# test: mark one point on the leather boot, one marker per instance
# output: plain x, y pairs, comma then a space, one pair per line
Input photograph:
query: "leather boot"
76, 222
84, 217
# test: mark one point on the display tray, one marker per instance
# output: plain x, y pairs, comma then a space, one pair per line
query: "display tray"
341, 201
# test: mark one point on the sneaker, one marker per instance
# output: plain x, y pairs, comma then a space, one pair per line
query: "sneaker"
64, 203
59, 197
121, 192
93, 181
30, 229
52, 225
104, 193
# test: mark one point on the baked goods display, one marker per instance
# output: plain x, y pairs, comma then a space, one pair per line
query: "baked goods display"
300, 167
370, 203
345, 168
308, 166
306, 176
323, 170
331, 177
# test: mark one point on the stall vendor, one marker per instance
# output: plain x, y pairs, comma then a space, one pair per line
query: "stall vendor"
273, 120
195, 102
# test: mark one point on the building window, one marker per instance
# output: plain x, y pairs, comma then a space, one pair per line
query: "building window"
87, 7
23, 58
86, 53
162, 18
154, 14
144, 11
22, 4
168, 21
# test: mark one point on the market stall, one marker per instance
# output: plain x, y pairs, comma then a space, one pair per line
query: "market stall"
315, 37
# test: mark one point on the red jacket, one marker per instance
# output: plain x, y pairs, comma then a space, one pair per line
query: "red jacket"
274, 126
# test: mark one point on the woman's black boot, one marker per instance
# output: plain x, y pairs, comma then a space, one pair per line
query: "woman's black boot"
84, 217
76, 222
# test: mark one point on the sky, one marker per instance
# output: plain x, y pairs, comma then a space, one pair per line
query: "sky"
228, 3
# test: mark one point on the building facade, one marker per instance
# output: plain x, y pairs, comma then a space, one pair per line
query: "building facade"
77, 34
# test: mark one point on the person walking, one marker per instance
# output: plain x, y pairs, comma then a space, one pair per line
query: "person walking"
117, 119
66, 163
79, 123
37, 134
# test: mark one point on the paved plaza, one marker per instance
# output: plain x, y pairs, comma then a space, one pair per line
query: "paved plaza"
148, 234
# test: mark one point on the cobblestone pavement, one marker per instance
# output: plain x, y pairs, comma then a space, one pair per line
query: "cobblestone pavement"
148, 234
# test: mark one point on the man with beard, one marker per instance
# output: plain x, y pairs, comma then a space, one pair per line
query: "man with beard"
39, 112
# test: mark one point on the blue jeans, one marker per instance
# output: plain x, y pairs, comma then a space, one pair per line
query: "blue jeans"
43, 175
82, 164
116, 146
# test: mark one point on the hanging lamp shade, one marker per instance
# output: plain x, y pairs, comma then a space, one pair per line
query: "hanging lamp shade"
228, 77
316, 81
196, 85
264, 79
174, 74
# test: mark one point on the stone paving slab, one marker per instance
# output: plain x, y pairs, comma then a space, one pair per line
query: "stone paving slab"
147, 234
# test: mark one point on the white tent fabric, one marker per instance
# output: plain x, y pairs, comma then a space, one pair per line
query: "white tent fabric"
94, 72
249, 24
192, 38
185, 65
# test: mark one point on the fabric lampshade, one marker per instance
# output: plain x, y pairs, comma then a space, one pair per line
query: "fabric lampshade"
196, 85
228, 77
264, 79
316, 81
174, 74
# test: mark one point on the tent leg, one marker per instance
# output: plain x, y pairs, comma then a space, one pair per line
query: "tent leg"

————

Written instruction:
Exactly reproduce every line of the records.

Response:
# test: mark one point on the leather boot, one marker per instance
# output: plain x, y pairs, comma then a space, one pair per line
Input photograph:
query: "leather boot"
76, 222
84, 217
# test: mark one point on the display tray, one marker per instance
# output: plain x, y pairs, comma then a space, one pair per line
query: "display tray"
341, 201
# test: mark one point on the sneaker, one marker per instance
# output: plain x, y pairs, comma then a space, one pair per line
query: "sneaker"
64, 203
59, 197
121, 192
93, 181
30, 229
52, 225
104, 193
# test: mark one point on the baked goods display, one marker per instance
# output: plain x, y pairs, comma then a space, one pair per line
query: "baked goods display"
300, 167
370, 203
345, 168
308, 166
306, 176
323, 170
331, 177
# test: mark one point on the stall vendor, one marker per instance
# output: plain x, y pairs, comma then a space, one pair per line
query: "stall vendor"
273, 120
195, 102
# test: mark one point on the building window, one marker per instance
# output: plain x, y pairs, comma then a space, one pair per line
query: "building window"
87, 7
23, 58
86, 53
162, 18
154, 14
144, 11
22, 4
168, 21
# test: mark one point on the market stall, one marker per instance
# output: plain x, y pairs, comma then a space, one pair per line
query: "market stall"
315, 37
# test: mark one point on the red jacket, one marker per instance
# output: plain x, y pairs, comma then a space, one pair per line
query: "red jacket"
274, 126
# test: mark one point on the woman's black boot, one marker per instance
# output: plain x, y pairs, comma then a space, one pair per line
query: "woman's black boot"
84, 217
76, 222
# test: mark one point on the sky, one marker per instance
# output: plain x, y pairs, comma then a space, one pair per line
query: "sky"
228, 3
# test: mark one point on the building facade, one marker per instance
# output: plain x, y pairs, comma then a space, one pair per line
query: "building facade"
77, 34
# test: mark one point on the person walking, one marker per instance
# output: plain x, y pairs, comma then a space, one pair per line
query: "person walking"
117, 119
66, 163
79, 123
37, 134
# test: mark one point on the paved plaza, one marker per instance
# output: plain x, y pairs, comma then a space, one pair per line
query: "paved plaza"
148, 234
# test: mark one point on the cobblestone pavement, one marker per instance
# output: plain x, y pairs, comma then a space, one pair per line
query: "cobblestone pavement"
148, 234
# test: mark one point on the man with beard, one marker per instance
# output: plain x, y pairs, comma then a space, one pair per line
query: "man with beard"
39, 112
# test: mark one point on the blue jeans, one marker per instance
# output: plain x, y pairs, comma then a space, one pair per line
query: "blue jeans"
43, 175
82, 164
116, 146
# test: mark one point on the hanging lamp shade, one marker per instance
# output: plain x, y pairs, comma then a space, one pair per line
query: "hanging lamp shade"
228, 77
316, 81
196, 85
264, 79
174, 74
# test: mark one point on the stone paving slab, one marker per instance
# output: plain x, y pairs, comma then a space, one pair per line
query: "stone paving slab"
147, 234
# test: mark one point on the white tent fabric, one marker per instance
# output: plain x, y pairs, comma then a space, one pair per line
query: "white tent fabric"
94, 72
249, 24
192, 38
185, 65
# test: mark one point on the fabric lampshade, one marker per instance
# output: plain x, y pairs, comma then a space, one pair per line
query: "fabric lampshade"
196, 85
228, 77
264, 79
316, 81
174, 74
# test: mark one point on the tent leg, one marker per instance
# output: plain x, y pairs, comma then a space, one pair per line
query: "tent leg"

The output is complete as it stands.